● **What the task asks**
Reproduce the data below word for word, but leave out the pictures.

● **Supplied material**
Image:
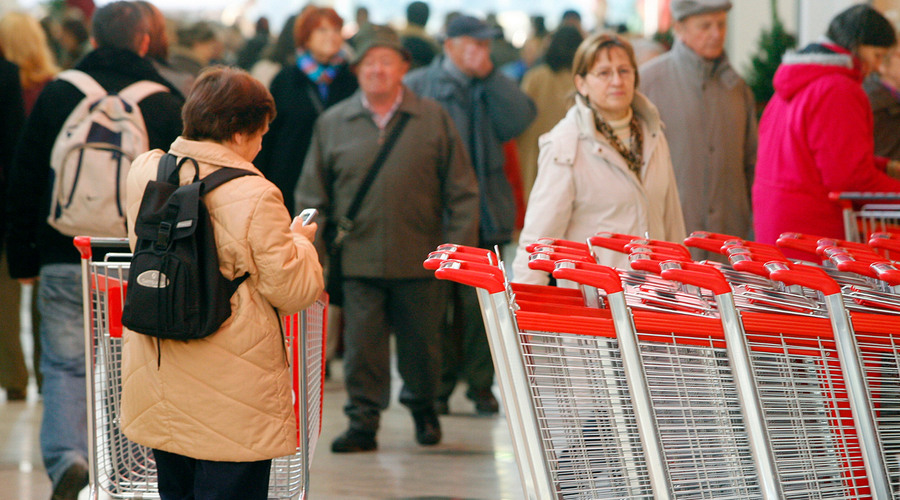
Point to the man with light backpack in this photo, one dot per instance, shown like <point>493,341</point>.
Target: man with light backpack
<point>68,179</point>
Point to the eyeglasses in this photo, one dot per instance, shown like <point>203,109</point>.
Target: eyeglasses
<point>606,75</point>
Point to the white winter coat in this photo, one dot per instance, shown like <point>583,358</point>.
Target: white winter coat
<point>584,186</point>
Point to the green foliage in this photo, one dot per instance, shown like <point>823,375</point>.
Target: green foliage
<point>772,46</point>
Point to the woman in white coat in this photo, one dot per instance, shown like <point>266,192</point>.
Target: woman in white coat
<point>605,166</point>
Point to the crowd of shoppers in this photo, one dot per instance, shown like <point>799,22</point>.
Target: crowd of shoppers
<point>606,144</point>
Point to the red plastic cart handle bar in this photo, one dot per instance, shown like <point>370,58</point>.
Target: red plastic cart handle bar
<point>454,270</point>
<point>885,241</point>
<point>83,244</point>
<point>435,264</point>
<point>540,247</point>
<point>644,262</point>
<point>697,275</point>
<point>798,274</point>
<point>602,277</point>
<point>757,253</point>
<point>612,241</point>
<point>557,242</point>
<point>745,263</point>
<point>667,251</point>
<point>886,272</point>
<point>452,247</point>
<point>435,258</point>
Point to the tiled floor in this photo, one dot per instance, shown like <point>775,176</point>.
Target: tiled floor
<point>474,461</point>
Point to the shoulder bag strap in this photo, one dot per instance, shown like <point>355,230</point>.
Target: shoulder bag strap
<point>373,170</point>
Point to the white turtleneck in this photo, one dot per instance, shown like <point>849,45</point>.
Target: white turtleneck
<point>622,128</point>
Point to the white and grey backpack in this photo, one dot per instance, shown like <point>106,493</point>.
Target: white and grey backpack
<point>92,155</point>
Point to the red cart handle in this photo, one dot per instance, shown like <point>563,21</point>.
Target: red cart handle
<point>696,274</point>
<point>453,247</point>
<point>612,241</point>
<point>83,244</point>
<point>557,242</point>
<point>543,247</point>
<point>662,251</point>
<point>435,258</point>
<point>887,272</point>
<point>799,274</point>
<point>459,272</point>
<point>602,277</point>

● **Task response**
Image:
Point to the man with light backpack in this photo, one dot per instance, shown like <point>493,341</point>.
Target: man with light backpack
<point>68,179</point>
Point to the eyeglasses in this photo, one dot per instance, shown like <point>203,109</point>.
Target: eyeglasses
<point>606,75</point>
Point to the white winter coat in this photo, one dot per instance, shown like <point>583,358</point>.
Target: white winter coat
<point>584,186</point>
Point to the green foliage in this photo, one dot per instance, shown like <point>823,375</point>.
Target: green foliage
<point>772,46</point>
Point to the woman in white coat in this photo, one dot per instance, shown like <point>266,192</point>.
Target: woman in white coat
<point>605,166</point>
Point to the crowd of shoppers in this photo, one dot per instance, shown like <point>799,22</point>.
Target: crowd of shoppers
<point>606,144</point>
Point to the red plastic cart handle bar in this photo, one dot per instance, shown like <point>370,58</point>.
Target: red plastic cart handle bar
<point>454,270</point>
<point>885,241</point>
<point>83,244</point>
<point>435,264</point>
<point>540,247</point>
<point>644,262</point>
<point>697,275</point>
<point>798,274</point>
<point>602,277</point>
<point>757,253</point>
<point>612,241</point>
<point>557,242</point>
<point>745,263</point>
<point>667,251</point>
<point>886,272</point>
<point>452,247</point>
<point>435,258</point>
Point to the tiled floor in this photo, one dot per instance, shown like <point>775,176</point>.
Target: tiled floor
<point>474,461</point>
Point to the shoulder bag strap in this photo, one dot per instance, shown like <point>355,230</point>.
Target: shoulder bag strap
<point>373,170</point>
Point to the white turtleneck in this photo, one dot per instance, shown like <point>849,45</point>.
Target: white turtleneck
<point>622,128</point>
Point to the white and grey backpack in this photo, one dot per instance, shown like <point>106,493</point>.
Target: white and grey backpack
<point>92,155</point>
Point to the red cart handle in this photo, one dot per instance, shown like <point>563,21</point>.
Target: red cart handle
<point>696,274</point>
<point>453,247</point>
<point>612,241</point>
<point>83,244</point>
<point>557,242</point>
<point>543,247</point>
<point>662,251</point>
<point>435,258</point>
<point>887,272</point>
<point>799,274</point>
<point>459,272</point>
<point>602,277</point>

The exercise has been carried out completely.